Clinical and Laboratory Differences between Lymphocyte- and Neutrophil-Predominant Pleural Tuberculosis

  • Hayoung Choi, 
  • Hae Ri Chon, 
  • Kang Kim, 
  • Sukyeon Kim, 
  • Ki-Jong Oh, 
  • Suk Hyeon Jeong, 
  • Woo Jin Jung, 
  • Beomsu Shin, 
  • Byung Woo Jhun, 
  • Hyun Lee
PLOS
x

Abstract

Pleural tuberculosis (TB), a form of extrapulmonary TB, can be difficult to diagnose. High numbers of lymphocytes in pleural fluid have been considered part of the diagnostic criteria for pleural TB; however, in many cases, neutrophils rather than lymphocytes are the predominant cell type in pleural effusions, making diagnosis more complicated. Additionally, there is limited information on the clinical and laboratory characteristics of neutrophil-predominant pleural effusions caused by Mycobacterium tuberculosis (MTB). To investigate clinical and laboratory differences between lymphocyte- and neutrophil-predominant pleural TB, we retrospectively analyzed 200 patients with the two types of pleural TB. Of these patients, 9.5% had neutrophil-predominant pleural TB. Patients with lymphocyte-predominant and neutrophil-predominant pleural TB showed similar clinical signs and symptoms. However, neutrophil-predominant pleural TB was associated with significantly higher inflammatory serum markers, such as white blood cell count (P = 0.001) and C-reactive protein (P = 0.001). Moreover, MTB was more frequently detected in the pleural fluid from patients in the neutrophil-predominant group than the lymphocyte-predominant group, with the former group exhibiting significantly higher rates of positive results for acid-fast bacilli in sputum (36.8 versus 9.4%, P = 0.003), diagnostic yield of MTB culture (78.9% versus 22.7%, P < 0.001) and MTB detected by polymerase chain reaction (31.6% versus 5.0%, P = 0.001). Four of seven patients with repeated pleural fluid analyses revealed persistent neutrophil-predominant features, which does not support the traditional viewpoint that neutrophil-predominant pleural TB is a temporary form that rapidly develops into lymphocyte-predominant pleural TB. In conclusion, neutrophil-predominant pleural TB showed a more intense inflammatory response and a higher positive rate in microbiological testing compared to lymphocyte-predominant pleural TB. Pleural TB should be considered in neutrophil-predominant pleural effusions, and microbiological tests are warranted.

Introduction

Tuberculosis (TB) is a major global health burden, developing in an estimated 9.6 million patients and contributing to 1.5 million deaths annually [1]. In areas with high TB prevalence, pleural TB is the most common form of extrapulmonary TB and the main cause of pleural effusion [24]. The gold standard of pleural TB diagnosis requires detection of Mycobacterium tuberculosis (MTB) in pleural fluid or histological demonstration of a caseous granuloma in the pleura [58]. However, staining for acid-fast bacilli (AFB) and MTB culturing of pleural fluid have low sensitivity due to the paucibacillary nature of the disease, and pleural biopsy is an invasive procedure associated with high complication rates [58]. Therefore, pleural fluid analysis is essential for diagnosing pleural TB.
+-------+
## Work instruction 1
From the pleural tuberculosis text, reproduce the passage that begins at the words "Tuberculosis (TB) is" and stops after the words "diagnosing pleural TB.".
## Work instruction 2
According to the pleural tuberculosis text, what share of the 200 patients analyzed had neutrophil-predominant pleural TB?
## Work instruction 3
Carry on the pleural tuberculosis text from where it stops.

## Data section
+-------+
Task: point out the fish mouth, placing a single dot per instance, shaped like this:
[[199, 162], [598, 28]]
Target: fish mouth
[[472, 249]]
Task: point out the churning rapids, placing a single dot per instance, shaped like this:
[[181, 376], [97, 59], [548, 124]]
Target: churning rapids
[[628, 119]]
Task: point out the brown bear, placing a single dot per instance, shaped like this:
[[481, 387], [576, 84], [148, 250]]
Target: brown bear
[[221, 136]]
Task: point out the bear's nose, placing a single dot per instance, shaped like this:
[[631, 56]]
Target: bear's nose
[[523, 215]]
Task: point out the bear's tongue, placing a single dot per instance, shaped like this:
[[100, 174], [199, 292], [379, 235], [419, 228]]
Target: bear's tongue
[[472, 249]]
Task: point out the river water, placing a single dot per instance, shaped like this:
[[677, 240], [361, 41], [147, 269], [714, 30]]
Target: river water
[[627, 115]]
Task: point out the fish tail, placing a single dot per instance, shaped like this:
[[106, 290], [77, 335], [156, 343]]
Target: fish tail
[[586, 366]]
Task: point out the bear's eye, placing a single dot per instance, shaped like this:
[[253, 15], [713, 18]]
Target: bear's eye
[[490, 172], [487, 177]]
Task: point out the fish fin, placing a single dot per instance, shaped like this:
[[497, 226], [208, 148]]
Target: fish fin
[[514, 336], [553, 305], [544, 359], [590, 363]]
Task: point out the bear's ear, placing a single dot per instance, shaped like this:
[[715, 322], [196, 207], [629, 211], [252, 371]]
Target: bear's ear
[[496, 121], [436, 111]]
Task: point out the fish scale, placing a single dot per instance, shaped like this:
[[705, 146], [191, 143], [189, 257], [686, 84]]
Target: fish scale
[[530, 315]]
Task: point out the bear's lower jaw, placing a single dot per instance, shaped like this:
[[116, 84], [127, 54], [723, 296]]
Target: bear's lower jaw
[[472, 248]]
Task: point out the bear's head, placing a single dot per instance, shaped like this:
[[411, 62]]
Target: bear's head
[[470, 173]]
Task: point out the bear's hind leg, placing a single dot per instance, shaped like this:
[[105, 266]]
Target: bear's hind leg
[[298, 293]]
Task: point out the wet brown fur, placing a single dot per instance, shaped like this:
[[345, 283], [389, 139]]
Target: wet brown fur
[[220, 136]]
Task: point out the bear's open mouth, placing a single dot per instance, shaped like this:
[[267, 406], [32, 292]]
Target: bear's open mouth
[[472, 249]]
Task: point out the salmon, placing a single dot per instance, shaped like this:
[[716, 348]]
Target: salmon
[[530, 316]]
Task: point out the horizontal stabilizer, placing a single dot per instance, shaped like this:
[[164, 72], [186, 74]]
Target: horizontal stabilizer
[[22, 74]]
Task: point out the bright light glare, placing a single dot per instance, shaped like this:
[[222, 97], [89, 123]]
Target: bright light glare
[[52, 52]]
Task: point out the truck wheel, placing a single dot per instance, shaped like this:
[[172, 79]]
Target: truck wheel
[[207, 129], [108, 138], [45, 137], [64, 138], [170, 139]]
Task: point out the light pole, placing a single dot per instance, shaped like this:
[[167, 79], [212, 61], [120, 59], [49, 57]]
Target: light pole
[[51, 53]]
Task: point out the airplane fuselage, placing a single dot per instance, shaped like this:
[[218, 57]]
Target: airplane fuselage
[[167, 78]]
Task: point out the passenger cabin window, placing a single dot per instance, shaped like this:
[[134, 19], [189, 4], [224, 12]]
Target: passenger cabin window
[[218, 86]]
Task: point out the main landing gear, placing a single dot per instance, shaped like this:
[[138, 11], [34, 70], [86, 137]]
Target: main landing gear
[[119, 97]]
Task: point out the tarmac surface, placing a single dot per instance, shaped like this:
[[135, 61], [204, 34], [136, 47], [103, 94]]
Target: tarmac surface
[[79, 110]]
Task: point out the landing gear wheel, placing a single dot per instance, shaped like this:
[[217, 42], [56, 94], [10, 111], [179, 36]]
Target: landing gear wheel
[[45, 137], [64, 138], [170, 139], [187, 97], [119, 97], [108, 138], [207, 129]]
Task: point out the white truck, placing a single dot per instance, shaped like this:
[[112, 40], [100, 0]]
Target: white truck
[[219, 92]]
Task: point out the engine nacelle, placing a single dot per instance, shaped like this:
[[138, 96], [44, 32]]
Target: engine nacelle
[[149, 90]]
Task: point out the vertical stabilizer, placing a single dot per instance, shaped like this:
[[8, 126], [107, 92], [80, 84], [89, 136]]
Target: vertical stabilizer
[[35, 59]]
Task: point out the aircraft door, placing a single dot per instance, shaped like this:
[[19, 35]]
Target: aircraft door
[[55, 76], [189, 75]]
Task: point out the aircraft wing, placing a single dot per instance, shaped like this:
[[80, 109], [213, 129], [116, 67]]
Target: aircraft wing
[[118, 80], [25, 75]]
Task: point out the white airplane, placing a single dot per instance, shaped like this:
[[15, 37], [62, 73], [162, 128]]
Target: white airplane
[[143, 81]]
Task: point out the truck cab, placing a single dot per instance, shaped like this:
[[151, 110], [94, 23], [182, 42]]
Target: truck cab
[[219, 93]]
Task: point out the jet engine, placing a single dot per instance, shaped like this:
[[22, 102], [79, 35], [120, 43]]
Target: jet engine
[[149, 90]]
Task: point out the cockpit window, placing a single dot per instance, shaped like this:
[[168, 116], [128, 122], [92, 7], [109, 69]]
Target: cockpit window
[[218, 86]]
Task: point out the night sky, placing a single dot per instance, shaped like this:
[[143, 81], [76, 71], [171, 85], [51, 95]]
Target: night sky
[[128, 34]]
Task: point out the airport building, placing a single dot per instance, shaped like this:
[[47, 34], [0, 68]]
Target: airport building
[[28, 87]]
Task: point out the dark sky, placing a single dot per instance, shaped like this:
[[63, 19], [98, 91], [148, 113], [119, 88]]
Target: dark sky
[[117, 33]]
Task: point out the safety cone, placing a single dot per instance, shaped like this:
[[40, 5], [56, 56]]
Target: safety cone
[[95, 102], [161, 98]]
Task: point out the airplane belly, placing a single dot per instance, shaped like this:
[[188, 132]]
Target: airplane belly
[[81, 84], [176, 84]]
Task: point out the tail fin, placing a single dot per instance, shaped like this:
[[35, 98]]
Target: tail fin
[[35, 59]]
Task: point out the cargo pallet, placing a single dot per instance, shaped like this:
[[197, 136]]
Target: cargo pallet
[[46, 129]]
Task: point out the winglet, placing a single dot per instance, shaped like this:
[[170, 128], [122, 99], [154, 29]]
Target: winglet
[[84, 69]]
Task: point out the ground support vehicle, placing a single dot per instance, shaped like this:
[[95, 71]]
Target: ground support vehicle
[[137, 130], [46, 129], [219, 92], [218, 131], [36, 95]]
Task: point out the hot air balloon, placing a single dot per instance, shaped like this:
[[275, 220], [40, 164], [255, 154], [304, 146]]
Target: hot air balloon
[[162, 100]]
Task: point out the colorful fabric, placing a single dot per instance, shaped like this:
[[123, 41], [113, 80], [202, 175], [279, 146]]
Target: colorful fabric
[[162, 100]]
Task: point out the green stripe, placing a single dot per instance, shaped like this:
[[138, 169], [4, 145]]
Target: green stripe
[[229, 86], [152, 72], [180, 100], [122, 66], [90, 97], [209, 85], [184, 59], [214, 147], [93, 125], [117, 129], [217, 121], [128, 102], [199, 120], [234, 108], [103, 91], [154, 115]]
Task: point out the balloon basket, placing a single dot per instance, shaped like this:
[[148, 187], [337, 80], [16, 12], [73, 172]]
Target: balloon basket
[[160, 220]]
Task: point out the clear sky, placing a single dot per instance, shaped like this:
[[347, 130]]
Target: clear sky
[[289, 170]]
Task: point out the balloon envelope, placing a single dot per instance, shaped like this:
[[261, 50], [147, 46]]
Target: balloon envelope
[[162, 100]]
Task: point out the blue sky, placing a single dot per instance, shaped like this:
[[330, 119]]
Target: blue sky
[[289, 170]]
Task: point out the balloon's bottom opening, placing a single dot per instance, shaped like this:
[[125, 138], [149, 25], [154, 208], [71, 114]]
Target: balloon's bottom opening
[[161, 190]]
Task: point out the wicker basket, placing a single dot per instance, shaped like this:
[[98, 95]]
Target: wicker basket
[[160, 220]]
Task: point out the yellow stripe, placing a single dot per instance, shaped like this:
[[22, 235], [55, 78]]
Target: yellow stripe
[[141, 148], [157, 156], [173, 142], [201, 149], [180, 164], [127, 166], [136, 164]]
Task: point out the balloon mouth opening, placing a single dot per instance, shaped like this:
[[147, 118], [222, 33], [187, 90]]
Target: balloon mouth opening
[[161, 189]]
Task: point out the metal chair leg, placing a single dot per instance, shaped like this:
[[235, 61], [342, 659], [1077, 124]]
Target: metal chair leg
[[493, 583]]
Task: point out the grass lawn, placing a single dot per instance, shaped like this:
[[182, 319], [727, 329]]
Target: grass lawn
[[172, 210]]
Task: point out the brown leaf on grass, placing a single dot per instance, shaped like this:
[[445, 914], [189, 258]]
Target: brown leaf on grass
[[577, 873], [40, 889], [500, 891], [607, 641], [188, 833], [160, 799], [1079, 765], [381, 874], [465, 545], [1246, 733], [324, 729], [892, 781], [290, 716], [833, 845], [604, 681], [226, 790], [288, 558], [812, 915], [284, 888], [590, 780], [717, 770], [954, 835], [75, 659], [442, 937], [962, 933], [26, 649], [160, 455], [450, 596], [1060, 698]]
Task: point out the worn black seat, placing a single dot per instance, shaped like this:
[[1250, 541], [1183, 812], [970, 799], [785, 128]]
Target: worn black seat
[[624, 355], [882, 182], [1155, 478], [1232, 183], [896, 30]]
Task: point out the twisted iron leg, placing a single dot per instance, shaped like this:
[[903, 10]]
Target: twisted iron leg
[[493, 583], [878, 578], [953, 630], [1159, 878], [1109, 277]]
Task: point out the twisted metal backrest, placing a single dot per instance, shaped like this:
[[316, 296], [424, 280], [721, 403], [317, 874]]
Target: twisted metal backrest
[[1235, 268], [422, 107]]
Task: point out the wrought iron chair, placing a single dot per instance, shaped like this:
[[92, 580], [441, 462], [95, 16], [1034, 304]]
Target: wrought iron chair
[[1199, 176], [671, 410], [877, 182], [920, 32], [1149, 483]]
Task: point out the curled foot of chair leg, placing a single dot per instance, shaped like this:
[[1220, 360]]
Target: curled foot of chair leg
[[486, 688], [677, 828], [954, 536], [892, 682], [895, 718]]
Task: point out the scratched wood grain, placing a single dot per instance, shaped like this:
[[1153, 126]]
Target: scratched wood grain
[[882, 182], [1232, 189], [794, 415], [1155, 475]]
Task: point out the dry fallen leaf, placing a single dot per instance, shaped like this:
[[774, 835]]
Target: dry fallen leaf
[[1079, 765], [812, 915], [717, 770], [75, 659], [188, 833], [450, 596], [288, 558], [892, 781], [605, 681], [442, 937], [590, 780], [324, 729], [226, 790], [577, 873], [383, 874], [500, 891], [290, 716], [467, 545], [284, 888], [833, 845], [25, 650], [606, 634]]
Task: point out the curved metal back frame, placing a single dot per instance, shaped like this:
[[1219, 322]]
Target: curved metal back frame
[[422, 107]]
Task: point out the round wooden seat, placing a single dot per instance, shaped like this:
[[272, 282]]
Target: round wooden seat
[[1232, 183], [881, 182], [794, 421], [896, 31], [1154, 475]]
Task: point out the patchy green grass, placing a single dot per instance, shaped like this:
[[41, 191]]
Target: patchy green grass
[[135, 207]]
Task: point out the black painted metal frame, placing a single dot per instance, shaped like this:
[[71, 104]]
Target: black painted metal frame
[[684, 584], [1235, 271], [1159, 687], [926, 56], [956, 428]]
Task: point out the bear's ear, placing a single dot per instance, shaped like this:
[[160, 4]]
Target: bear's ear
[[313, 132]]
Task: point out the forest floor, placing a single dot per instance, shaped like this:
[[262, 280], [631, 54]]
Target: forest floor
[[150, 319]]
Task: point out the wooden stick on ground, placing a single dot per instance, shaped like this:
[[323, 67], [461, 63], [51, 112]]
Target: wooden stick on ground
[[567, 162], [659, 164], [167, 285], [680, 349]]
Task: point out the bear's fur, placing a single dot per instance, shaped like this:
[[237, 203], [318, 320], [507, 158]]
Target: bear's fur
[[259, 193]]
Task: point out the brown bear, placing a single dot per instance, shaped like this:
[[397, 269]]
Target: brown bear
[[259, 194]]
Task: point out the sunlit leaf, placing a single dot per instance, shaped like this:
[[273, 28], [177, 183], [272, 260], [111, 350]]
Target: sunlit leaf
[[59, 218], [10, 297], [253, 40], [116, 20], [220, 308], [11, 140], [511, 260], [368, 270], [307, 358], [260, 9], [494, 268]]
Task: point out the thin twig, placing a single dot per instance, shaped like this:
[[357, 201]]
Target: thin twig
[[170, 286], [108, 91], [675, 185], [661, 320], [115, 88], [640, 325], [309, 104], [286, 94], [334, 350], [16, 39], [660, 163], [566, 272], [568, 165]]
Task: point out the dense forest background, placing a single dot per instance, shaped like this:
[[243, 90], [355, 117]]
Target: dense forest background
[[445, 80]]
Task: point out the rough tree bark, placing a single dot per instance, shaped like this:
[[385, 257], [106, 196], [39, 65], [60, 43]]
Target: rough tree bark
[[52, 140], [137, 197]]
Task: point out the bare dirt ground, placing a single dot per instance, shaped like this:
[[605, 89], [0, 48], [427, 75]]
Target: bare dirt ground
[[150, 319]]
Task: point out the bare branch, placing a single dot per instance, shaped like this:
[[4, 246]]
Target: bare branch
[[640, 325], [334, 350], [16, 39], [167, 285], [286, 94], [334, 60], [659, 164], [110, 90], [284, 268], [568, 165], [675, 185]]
+-------+
## Written reply 1
Tuberculosis (TB) is a major global health burden, developing in an estimated 9.6 million patients and contributing to 1.5 million deaths annually [1]. In areas with high TB prevalence, pleural TB is the most common form of extrapulmonary TB and the main cause of pleural effusion [24]. The gold standard of pleural TB diagnosis requires detection of Mycobacterium tuberculosis (MTB) in pleural fluid or histological demonstration of a caseous granuloma in the pleura [58]. However, staining for acid-fast bacilli (AFB) and MTB culturing of pleural fluid have low sensitivity due to the paucibacillary nature of the disease, and pleural biopsy is an invasive procedure associated with high complication rates [58]. Therefore, pleural fluid analysis is essential for diagnosing pleural TB.

## Written reply 2
9.5%

## Written reply 3
Previously, lymphocyte-predominant exudates with high adenosine deaminase (ADA) have been classified as pleural TB [58]. Nonetheless, the diagnosis of pleural TB using pleural fluid analysis is still challenging. While previous studies have shown that lymphocytes constitute up to 90% of total cells in pleural fluid with pleural TB [9, 10], recent retrospective studies have reported that the level of lymphocytes in pleural fluid decreased in patients who were diagnosed with pleural TB [11, 12]. Moreover, neutrophil-predominant pleural fluid is often encountered in pleural TB. However, there are limited data on the clinical characteristics of neutrophil-predominant pleural TB compared with lymphocyte-predominant pleural TB [11]. Thus, we aimed to investigate differences in the clinical and laboratory characteristics of lymphocyte- and neutrophil-predominant pleural TB through analyses of patient serum, sputum, and pleural fluid.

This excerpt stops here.